-- EXCERPT --
=== Begin Enclosure ===
Box 8-2 Use of Bayes Theorem or 2 × 2 Table to Determine Posterior Probability and Positive Predictive Value in Clinical Setting (Hypothetical Data)

# Part 1 Beginning Data (Before Performing First Test)

Sensitivity of first test | = 90% | = 0.90 |

Specificity of first test | = 95% | = 0.95 |

Prior probability of disease | = 2% | = 0.02 |

In light of the 27% posterior probability, the clinician decides to order a serum parathyroid hormone concentration test with simultaneous measurement of serum calcium, even though this test is expensive. If the parathyroid hormone test had a sensitivity of 95% and a specificity of 98%, and the results turned out to be positive, the Bayes theorem could be used again to calculate the probability of parathyroid disease in this patient. This time, however, the *posterior* probability for the *first* test (27%) would be used as the *prior* probability for the *second* test. The result of the calculation, as shown in Box 8-3, is a new probability of 94%. The patient likely does have hyperparathyroidism, although lack of true, numerical certainty even at this stage is noteworthy.

Box 8-3 Use of Bayes Theorem or 2 × 2 Table to Determine Second Posterior Probability and Second Positive Predictive Value in Clinical Setting

# Part 1 Beginning Data (Before Performing the Second Test)

Sensitivity of second test | = 95% | = 0.95 |

Specificity of second test | = 98% | = 0.98 |

Prior probability of disease (see Box 8-2) | = 27% |
= 0.27 |

Why did the posterior probability increase so much the second time? One reason was that the *prior probability was considerably higher* in the second calculation than in the first (27% versus 2%), based on the first test yielding positive results. Another reason was that the *specificity of the second test was assumed to be quite high* (98%), which greatly reduced the false-positive error rate and increased the PPV. A highly specific test is useful for “ruling in” disease, which in essence is what has happened here.
=== End Enclosure ===
-- INFORMATION SUPPLIED --
=== Begin Enclosure ===
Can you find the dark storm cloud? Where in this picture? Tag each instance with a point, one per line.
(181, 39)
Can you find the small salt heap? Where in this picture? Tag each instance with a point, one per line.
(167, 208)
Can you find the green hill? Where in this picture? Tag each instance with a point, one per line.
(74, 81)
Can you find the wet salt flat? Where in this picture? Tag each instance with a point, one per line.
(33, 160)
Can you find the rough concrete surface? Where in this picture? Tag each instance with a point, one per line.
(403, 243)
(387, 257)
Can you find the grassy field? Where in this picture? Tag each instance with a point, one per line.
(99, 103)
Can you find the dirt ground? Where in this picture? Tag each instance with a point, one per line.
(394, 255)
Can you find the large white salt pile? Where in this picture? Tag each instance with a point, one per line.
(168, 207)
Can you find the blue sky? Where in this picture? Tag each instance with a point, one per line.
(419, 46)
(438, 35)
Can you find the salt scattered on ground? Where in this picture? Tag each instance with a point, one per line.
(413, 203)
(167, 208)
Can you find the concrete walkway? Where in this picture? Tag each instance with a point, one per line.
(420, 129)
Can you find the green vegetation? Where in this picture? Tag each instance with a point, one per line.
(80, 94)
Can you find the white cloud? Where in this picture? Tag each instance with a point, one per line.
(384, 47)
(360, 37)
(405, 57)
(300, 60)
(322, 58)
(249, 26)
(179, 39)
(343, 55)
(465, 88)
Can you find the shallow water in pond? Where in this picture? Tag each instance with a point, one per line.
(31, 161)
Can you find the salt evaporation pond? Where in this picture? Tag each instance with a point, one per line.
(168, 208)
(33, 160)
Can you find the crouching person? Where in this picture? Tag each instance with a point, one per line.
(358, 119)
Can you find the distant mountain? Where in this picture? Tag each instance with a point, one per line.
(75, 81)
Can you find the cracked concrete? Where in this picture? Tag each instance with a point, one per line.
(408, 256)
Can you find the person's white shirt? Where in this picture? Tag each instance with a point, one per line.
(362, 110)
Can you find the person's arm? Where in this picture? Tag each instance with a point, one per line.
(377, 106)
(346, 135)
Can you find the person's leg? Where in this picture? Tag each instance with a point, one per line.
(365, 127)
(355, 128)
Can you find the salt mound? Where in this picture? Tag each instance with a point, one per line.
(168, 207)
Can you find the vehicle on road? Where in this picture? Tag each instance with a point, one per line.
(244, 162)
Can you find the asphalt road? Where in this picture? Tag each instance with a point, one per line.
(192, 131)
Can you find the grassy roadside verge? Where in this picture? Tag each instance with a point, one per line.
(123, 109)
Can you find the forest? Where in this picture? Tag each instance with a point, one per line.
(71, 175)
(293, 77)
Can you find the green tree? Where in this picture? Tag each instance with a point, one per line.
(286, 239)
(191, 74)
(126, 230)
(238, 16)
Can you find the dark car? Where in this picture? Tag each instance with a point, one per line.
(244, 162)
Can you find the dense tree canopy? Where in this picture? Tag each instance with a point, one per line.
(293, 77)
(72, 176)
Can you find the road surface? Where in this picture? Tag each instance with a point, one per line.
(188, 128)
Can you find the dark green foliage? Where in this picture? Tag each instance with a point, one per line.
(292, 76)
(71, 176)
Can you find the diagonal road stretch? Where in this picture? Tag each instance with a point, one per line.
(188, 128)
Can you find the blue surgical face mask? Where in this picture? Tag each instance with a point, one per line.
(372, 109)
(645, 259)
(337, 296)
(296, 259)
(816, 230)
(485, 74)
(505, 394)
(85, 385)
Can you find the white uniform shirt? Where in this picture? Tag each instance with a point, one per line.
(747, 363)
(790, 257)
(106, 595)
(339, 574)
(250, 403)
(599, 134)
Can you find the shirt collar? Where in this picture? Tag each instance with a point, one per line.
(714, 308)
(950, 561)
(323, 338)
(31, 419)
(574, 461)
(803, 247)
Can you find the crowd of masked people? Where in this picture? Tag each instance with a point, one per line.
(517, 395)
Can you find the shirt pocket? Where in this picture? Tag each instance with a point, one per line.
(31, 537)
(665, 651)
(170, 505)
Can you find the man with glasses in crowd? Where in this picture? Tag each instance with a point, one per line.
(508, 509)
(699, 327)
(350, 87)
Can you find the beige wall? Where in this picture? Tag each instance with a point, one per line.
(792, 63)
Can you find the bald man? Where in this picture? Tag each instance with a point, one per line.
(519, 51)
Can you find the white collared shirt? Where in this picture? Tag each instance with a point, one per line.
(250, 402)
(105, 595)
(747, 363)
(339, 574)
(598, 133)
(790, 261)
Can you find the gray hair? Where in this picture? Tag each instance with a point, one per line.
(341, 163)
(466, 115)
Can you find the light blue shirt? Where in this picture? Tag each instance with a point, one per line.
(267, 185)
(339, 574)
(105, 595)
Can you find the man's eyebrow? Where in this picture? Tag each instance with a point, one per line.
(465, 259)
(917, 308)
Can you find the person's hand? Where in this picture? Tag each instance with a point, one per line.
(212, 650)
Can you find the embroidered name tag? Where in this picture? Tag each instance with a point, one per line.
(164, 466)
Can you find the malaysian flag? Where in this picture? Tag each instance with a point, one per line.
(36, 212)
=== End Enclosure ===
=== Begin Enclosure ===
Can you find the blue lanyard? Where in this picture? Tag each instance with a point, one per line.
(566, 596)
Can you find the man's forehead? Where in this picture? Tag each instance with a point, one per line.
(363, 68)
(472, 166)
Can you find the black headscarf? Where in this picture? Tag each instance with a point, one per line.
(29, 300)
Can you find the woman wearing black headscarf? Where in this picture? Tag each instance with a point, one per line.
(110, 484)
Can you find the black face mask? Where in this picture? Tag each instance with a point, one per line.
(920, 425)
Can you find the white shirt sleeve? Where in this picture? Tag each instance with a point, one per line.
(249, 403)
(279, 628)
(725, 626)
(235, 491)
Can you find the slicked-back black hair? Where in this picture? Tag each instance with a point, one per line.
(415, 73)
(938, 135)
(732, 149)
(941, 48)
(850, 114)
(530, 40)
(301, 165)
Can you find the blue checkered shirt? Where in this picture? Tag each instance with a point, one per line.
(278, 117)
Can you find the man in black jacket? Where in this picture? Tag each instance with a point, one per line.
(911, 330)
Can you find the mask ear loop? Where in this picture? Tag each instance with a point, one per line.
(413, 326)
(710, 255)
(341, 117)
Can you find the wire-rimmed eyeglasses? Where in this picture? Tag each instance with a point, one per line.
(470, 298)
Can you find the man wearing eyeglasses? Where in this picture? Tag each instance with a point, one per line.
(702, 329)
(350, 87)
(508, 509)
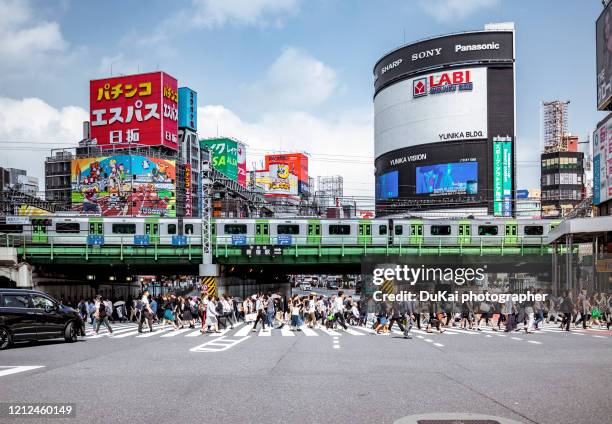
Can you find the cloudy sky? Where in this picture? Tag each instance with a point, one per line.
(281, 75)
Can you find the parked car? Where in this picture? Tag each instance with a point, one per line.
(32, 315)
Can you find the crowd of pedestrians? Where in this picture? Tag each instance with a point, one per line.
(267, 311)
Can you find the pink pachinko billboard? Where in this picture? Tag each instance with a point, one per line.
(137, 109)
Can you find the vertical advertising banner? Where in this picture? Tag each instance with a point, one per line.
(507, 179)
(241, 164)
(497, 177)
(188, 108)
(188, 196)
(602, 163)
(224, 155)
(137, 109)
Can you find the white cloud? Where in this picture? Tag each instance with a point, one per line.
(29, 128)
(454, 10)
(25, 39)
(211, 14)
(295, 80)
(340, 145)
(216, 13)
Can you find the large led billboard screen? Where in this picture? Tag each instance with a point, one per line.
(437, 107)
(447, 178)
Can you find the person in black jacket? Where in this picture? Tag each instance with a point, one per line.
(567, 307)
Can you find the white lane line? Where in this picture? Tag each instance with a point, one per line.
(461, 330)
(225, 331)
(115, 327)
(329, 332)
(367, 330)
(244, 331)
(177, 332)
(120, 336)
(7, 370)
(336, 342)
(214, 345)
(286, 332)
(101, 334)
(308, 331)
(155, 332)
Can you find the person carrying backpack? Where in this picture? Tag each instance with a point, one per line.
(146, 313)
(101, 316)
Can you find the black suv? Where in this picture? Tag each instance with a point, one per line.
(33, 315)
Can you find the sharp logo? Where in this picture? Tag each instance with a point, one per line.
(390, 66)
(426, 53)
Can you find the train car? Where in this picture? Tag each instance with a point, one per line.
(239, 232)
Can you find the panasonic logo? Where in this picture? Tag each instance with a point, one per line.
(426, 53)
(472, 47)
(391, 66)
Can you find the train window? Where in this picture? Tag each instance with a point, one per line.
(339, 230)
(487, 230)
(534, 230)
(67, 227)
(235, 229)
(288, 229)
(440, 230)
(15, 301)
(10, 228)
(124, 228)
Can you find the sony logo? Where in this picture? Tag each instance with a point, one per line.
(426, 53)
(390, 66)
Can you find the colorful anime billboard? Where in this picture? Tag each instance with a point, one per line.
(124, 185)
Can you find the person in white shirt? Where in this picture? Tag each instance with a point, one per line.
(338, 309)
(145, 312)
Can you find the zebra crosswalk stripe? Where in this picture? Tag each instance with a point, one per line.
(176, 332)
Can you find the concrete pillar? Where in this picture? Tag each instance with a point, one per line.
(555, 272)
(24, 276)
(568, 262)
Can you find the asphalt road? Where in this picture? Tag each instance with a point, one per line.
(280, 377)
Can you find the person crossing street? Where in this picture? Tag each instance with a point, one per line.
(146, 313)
=== End Enclosure ===
-- PARTS OF THE EXERCISE --
**a)** Translate this sentence from the Bayes theorem excerpt into Spanish: "A highly specific test is useful for “ruling in” disease, which in essence is what has happened here."
**b)** Please write out the part of the Bayes theorem excerpt between "Box 8-3 Use" and "the Second Test)", inclusive.

-- ANSWERS PROVIDED --
**a)** Una prueba muy específica es útil para «confirmar» una enfermedad, que es, en esencia, lo que ha sucedido aquí.

**b)**
Box 8-3 Use of Bayes Theorem or 2 × 2 Table to Determine Second Posterior Probability and Second Positive Predictive Value in Clinical Setting

# Part 1 Beginning Data (Before Performing the Second Test)